═══ Excerpted text ═══
If a set of multiple variables is provided, including an entire data frame, then each numeric variable in that set of variables is analyzed, with the option to write the resulting histograms to separate pdf files. The related \code{\link{CountAll}} function does the same for all variables in the set of variables, histograms for continuous variables and bar charts for categorical variables. Specifying a \code{by} or \code{by2} variable implements Trellis graphics.

When output is assigned into an object, such as \code{h} in \code{h <- hs(Y)}, can assess the pieces of output for later analysis. A primary such analysis is \code{knitr} for dynamic report generation from a generated R markdown file according to the \code{Rmd} option in which interpretative R output is embedded in documents. See \code{value} below.
═══
- Exercise requirements: Name every kind of graph or graphics mentioned in the excerpt about histogram output in R. Nothing in the entries is needed.
═══ Data section ═══
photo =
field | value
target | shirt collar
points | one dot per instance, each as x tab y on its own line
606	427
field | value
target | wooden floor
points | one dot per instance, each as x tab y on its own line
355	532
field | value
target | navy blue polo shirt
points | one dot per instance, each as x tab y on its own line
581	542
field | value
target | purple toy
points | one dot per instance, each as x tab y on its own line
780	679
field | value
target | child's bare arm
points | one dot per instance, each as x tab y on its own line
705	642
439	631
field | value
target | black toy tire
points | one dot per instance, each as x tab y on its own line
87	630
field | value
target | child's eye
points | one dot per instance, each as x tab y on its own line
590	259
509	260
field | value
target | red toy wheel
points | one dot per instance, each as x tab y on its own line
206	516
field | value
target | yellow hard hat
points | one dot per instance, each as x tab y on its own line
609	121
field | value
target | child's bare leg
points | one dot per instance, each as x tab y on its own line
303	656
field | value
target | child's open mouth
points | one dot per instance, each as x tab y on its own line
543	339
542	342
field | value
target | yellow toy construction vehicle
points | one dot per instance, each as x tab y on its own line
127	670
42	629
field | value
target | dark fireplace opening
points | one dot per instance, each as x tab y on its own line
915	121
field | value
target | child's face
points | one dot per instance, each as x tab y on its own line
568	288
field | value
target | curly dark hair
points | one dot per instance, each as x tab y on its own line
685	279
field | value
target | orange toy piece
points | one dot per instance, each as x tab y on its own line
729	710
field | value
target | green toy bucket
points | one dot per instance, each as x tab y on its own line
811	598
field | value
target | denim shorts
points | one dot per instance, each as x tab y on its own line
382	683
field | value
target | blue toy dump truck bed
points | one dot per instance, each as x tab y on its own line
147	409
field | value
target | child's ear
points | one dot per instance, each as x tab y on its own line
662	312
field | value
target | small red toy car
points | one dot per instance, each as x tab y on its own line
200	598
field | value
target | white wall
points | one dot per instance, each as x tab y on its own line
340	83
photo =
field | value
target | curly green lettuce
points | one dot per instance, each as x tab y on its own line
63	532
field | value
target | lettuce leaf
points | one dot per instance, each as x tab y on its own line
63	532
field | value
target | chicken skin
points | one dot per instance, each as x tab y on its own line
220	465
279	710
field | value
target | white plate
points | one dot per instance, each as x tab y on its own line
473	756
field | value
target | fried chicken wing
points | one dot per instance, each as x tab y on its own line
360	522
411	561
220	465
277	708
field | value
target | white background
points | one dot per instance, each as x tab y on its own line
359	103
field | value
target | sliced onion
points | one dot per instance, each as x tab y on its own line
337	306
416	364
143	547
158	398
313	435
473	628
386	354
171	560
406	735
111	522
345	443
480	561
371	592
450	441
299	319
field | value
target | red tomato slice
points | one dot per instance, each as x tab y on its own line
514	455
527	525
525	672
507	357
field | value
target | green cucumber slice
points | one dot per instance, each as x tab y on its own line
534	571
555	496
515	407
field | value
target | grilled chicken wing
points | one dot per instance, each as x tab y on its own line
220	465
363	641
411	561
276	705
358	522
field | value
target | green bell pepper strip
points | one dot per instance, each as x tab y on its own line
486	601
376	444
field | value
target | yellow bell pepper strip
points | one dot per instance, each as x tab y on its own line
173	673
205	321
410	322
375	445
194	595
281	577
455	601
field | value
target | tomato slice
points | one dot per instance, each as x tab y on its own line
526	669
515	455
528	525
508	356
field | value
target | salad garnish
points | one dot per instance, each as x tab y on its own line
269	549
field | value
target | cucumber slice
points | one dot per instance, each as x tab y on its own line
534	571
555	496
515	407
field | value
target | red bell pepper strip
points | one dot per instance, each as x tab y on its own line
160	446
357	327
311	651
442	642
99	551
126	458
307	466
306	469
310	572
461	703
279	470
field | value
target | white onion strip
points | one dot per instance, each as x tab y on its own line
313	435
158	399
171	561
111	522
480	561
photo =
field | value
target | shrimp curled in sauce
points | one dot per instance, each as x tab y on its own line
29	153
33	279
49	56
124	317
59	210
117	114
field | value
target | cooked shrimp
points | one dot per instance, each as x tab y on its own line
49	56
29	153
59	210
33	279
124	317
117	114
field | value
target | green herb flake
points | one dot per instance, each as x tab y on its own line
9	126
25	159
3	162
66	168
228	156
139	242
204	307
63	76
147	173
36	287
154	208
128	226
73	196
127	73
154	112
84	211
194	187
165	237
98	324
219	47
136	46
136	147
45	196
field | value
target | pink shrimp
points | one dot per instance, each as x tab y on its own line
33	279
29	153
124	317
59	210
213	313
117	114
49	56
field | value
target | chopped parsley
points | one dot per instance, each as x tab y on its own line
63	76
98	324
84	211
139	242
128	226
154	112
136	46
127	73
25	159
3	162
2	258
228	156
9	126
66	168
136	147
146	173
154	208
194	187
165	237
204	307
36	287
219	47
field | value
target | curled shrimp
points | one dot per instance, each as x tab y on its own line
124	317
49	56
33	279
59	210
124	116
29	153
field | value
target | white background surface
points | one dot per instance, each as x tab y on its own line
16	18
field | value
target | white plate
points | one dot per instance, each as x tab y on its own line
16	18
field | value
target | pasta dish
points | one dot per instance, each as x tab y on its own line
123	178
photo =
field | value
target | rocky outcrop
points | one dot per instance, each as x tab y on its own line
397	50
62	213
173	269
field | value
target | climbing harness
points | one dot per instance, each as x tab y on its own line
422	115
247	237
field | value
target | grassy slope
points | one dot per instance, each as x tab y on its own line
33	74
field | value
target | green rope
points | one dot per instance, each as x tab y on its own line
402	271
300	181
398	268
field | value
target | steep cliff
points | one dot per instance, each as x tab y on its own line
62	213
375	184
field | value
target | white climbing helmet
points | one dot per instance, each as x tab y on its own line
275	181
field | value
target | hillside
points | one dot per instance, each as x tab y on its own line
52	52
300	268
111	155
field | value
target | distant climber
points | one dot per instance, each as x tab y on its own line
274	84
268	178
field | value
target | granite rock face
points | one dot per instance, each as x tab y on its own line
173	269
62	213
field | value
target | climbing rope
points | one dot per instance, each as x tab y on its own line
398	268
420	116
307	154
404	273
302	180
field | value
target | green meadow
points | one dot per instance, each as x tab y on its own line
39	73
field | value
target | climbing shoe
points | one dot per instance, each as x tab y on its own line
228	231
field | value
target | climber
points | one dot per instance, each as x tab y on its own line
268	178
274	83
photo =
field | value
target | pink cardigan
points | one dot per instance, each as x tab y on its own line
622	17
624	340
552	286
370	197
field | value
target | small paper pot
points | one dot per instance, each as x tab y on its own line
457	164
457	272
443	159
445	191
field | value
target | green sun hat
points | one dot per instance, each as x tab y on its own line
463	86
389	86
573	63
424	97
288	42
═══
- Task solution: Histograms, bar charts, Trellis graphics